— WHAT YOU SHOULD DO —
In the Honda NR750 riding impression, where was the Honda France caller phoning from?

— SELECTED EXTRACT —
____________________

HONDA NR750
RIDING IMPRESSION
How do you pet a 155-horsepower pussycat? Carefully, very carefully.
ALAN CATHCART
SOMETIMES, DREAMS DO COME TRUE. Easter at the Paul Ricard racetrack in France for a two-day vintage race meet. After an earlymorning practice session, I was just sitting down to a breakfast of croissants and coffee in the Provencal sunshine when the public-address system blasted into life. Even above the thunder of assorted Golden Oldies returning from the track, I heard the announcement: “Will Alan Cathcart please come to race control; there is a message for him.”
It meant letting my coffee go cold, but you never know what these things might be, so I duly fronted up to the track office, to find a phone call awaiting me from Honda France. “Hello, I'm calling from Le Mans where the 24hour race will start later today. I'm glad we finally tracked you down, but it appears you're in the right place: How would you like to test-ride our new oval-piston NR750 prototype at Rieard on Monday, as well as this year’s RVF750 endurance racer? We’re going to drive through the night on Sunday so as to be there first thing in the morning the day after the race ends. Can you make it?”

____________________

— RAW DATA —

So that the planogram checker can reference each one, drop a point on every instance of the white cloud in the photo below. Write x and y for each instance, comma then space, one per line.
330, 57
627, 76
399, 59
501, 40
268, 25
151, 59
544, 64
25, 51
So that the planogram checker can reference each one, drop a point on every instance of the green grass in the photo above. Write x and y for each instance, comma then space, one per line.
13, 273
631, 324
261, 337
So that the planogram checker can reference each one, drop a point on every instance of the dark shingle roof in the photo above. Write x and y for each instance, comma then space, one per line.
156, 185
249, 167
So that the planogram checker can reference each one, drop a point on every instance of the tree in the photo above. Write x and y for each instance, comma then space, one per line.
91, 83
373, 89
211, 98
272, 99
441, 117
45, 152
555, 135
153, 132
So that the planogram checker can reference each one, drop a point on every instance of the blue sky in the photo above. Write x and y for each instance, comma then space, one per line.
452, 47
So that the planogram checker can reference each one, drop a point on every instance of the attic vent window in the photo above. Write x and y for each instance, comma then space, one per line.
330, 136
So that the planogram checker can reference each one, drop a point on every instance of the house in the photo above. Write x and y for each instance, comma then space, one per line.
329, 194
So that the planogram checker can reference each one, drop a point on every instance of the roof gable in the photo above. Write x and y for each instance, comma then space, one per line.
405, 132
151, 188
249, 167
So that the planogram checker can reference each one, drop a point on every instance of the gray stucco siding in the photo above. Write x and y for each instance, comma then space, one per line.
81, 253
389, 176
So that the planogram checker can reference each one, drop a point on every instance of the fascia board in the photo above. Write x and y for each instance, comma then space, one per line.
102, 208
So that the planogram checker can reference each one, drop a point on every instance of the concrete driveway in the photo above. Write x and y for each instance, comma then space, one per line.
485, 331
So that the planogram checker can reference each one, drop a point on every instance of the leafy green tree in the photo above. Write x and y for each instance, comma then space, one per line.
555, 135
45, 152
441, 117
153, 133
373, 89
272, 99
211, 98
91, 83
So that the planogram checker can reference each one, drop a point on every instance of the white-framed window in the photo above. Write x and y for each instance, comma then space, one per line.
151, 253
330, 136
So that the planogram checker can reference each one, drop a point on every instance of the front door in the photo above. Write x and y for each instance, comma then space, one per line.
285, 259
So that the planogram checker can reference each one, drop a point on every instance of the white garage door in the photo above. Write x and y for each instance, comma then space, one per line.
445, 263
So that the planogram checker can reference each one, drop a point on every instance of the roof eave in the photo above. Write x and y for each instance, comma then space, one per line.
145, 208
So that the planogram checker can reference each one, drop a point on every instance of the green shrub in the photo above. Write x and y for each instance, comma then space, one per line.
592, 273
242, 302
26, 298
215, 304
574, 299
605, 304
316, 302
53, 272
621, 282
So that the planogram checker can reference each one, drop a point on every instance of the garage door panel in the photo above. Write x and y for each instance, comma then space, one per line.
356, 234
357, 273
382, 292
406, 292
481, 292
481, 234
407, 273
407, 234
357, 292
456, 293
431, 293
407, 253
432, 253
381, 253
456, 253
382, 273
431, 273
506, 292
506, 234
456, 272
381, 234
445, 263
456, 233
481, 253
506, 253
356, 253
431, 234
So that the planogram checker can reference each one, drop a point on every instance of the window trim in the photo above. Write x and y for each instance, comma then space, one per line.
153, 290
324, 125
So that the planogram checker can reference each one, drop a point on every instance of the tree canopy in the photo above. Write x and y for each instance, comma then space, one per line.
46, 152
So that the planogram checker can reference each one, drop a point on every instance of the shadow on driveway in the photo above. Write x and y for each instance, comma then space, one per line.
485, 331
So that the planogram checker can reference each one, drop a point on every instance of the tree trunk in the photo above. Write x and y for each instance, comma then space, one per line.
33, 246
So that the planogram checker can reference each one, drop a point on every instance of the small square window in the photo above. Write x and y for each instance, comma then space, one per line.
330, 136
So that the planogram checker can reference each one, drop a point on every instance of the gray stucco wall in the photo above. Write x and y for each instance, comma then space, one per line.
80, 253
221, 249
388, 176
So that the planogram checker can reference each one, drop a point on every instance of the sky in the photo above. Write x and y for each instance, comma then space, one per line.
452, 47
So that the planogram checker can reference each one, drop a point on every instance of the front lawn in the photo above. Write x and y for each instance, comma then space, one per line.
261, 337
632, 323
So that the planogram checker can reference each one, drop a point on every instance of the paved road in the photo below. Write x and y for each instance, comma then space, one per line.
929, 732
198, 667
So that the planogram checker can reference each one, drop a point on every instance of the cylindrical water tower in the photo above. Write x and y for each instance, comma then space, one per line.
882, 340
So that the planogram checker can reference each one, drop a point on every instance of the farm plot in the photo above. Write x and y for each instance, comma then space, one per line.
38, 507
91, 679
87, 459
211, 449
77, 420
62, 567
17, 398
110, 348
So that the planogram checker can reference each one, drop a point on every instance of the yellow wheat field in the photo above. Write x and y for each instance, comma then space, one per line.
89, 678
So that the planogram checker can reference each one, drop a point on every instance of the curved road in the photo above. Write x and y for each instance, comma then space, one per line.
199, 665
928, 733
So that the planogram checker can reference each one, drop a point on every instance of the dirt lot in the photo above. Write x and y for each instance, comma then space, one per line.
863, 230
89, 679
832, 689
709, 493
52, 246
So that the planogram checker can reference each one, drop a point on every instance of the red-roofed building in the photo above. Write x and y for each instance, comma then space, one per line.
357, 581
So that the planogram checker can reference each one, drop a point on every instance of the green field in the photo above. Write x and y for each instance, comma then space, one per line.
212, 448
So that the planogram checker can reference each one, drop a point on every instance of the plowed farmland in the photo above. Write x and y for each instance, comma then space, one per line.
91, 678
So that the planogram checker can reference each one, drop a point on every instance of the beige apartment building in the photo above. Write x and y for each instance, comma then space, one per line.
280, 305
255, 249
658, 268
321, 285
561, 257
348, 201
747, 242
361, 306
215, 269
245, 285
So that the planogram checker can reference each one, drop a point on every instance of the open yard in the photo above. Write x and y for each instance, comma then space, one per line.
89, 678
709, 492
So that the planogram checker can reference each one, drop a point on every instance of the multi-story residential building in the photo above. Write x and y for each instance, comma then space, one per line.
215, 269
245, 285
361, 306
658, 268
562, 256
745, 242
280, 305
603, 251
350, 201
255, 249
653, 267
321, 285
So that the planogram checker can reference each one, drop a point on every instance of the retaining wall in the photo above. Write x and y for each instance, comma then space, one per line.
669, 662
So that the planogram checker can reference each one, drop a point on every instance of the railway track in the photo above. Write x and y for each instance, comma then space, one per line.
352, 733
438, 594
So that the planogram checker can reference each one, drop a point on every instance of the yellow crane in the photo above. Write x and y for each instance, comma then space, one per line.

____________________

— ANSWER TO THIS EXERCISE —
Le Mans, where the 24-hour race was to start later that day.